> _Stated exercise 1_
Decide whether each statement below agrees with the text on reproducing DPR results. Answer yes or no for each, and quote the deciding words from that text.
(a) The evaluation method traces back to the DPR repository by way of Pysrini.
(b) Several question and answer datasets were tried with the wikipedia dataset.
(c) The index data in the Pysrini codebase is 76GB.

> _Text to read_
+++++
The evaluation method is taken from Pysrini, which is taken from the DPR repository.

Only Natural Question single is experimented using the wikipedia dataset. Other question and answer datasets seem to use different passages and too much to donwload. This helps to understand how the process is done for reproducing DPR results.

<b>Other attempt using Pysrini</b>

The index data is available in the Pysrini codebase described at https://github.com/castorini/pyserini/blob/master/docs/experiments-dpr.md. However, this dataset is 76GB, which is too large to store and process. The first command failed at file extraction. Many other attempts to use other index/dataset or increase compute resources to no avail.

In [1]:
# import libraries
import os
import numpy as np
import torch
from datasets import load_dataset
from transformers import DPRQuestionEncoder, DPRContextEncoder, DPRContextEncoderTokenizer
from rank_bm25 import BM25Okapi
import regex
import unicodedata
from datasets import load_from_disk

  from .autonotebook import tqdm as notebook_tqdm


In [24]:
"""
+++++
> _Stored records_
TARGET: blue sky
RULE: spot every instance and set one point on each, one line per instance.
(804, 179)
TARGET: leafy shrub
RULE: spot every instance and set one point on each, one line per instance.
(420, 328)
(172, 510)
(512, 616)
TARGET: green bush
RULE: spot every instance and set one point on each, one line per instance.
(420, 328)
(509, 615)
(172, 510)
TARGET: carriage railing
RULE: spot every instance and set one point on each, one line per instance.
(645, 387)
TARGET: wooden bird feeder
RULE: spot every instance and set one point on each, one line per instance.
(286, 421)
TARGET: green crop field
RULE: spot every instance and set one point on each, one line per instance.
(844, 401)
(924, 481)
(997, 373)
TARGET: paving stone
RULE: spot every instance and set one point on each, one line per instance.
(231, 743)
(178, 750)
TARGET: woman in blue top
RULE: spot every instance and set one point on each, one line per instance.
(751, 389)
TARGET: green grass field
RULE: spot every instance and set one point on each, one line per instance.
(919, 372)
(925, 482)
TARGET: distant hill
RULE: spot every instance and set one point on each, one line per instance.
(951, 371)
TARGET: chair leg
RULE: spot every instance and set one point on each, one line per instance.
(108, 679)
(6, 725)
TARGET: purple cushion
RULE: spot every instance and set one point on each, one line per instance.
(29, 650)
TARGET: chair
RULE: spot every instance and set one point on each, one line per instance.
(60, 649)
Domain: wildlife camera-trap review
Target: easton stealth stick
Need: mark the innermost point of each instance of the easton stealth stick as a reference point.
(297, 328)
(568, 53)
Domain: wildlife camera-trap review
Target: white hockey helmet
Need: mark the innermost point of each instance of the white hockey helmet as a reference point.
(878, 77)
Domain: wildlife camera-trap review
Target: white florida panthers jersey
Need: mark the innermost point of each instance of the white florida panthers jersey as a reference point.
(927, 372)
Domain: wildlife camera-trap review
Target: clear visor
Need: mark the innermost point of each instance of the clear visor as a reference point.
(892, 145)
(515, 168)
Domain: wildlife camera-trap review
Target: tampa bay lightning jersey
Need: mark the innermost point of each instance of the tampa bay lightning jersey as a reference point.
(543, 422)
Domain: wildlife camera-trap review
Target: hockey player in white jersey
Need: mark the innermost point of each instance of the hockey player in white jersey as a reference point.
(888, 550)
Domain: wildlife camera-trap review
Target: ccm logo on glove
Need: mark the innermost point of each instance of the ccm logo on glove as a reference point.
+++++
> _Stated exercise 2_
Collect each line of the listing above that contains the word "player".

> _Expected answer 1_
(a) Yes: "The evaluation method is taken from Pysrini, which is taken from the DPR repository."
(b) No: "Only Natural Question single is experimented using the wikipedia dataset."
(c) Yes: "However, this dataset is 76GB, which is too large to store and process."

> _Expected answer 2_
Target: hockey player in white jersey
Need: mark the innermost point of each instance of the hockey player in white jersey as a reference point.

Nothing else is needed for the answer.